◆ Dataset ◆
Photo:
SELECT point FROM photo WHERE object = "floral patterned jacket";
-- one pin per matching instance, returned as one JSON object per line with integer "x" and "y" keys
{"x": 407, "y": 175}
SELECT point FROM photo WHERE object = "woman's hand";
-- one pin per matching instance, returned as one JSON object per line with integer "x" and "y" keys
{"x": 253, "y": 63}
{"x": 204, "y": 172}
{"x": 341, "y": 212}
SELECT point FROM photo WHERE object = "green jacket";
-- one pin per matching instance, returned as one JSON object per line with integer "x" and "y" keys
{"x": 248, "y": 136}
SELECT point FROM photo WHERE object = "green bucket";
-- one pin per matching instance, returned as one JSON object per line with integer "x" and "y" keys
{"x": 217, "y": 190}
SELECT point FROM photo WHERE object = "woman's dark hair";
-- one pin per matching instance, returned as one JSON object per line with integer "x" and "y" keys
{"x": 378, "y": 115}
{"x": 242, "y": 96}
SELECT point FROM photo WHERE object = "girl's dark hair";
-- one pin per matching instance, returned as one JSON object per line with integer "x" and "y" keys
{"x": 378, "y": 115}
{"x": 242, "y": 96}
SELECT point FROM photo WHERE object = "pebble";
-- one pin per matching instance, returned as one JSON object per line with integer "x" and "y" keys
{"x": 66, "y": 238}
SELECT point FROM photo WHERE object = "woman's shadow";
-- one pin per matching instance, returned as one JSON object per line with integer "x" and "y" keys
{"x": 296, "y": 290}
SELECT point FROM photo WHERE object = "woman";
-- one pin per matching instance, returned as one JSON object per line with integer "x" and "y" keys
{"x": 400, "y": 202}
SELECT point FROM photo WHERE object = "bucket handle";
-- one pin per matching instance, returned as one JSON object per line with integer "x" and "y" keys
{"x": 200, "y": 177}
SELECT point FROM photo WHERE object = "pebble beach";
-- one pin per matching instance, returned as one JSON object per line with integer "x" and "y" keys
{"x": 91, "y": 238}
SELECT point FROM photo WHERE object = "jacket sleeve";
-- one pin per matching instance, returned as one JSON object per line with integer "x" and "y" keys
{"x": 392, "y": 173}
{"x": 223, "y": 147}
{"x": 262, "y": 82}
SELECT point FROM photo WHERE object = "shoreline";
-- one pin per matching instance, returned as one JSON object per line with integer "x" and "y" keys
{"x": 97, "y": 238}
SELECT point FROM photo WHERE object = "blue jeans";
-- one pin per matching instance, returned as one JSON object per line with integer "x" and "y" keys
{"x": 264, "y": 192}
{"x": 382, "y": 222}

◆ Written exercise ◆
Transcribe all of the material exactly. Omit nothing.

◆ Output ◆
Photo:
SELECT point FROM photo WHERE object = "floral patterned jacket";
-- one pin per matching instance, returned as one JSON object per line with integer "x" and "y" keys
{"x": 407, "y": 175}
SELECT point FROM photo WHERE object = "woman's hand";
-- one pin per matching instance, returned as one JSON object per line with integer "x" and "y" keys
{"x": 253, "y": 63}
{"x": 204, "y": 172}
{"x": 341, "y": 212}
SELECT point FROM photo WHERE object = "green jacket";
-- one pin per matching instance, returned as one JSON object per line with integer "x" and "y" keys
{"x": 248, "y": 136}
SELECT point FROM photo WHERE object = "green bucket";
-- one pin per matching instance, returned as one JSON object per line with integer "x" and "y" keys
{"x": 217, "y": 190}
SELECT point FROM photo WHERE object = "woman's dark hair";
-- one pin per matching instance, returned as one JSON object per line with integer "x" and "y" keys
{"x": 378, "y": 115}
{"x": 242, "y": 96}
SELECT point FROM photo WHERE object = "girl's dark hair";
-- one pin per matching instance, returned as one JSON object per line with integer "x" and "y" keys
{"x": 378, "y": 115}
{"x": 242, "y": 96}
SELECT point FROM photo WHERE object = "pebble";
-- one pin per matching instance, returned as one JSON object per line with integer "x" and "y" keys
{"x": 66, "y": 238}
SELECT point FROM photo WHERE object = "woman's shadow";
-- one pin per matching instance, returned as one JSON object per line with integer "x" and "y" keys
{"x": 296, "y": 290}
SELECT point FROM photo WHERE object = "woman";
-- one pin per matching instance, returned as one JSON object per line with integer "x" and "y" keys
{"x": 400, "y": 202}
SELECT point FROM photo WHERE object = "bucket handle";
-- one pin per matching instance, returned as one JSON object per line with integer "x" and "y" keys
{"x": 200, "y": 177}
SELECT point FROM photo WHERE object = "pebble beach";
-- one pin per matching instance, returned as one JSON object per line with integer "x" and "y" keys
{"x": 91, "y": 238}
SELECT point FROM photo WHERE object = "jacket sleeve";
-- one pin per matching instance, returned as one JSON object per line with integer "x" and "y" keys
{"x": 392, "y": 173}
{"x": 223, "y": 147}
{"x": 262, "y": 82}
SELECT point FROM photo WHERE object = "shoreline";
-- one pin per matching instance, returned as one JSON object per line with integer "x" and "y" keys
{"x": 97, "y": 238}
SELECT point FROM photo WHERE object = "blue jeans";
-- one pin per matching instance, returned as one JSON object per line with integer "x" and "y" keys
{"x": 264, "y": 192}
{"x": 382, "y": 222}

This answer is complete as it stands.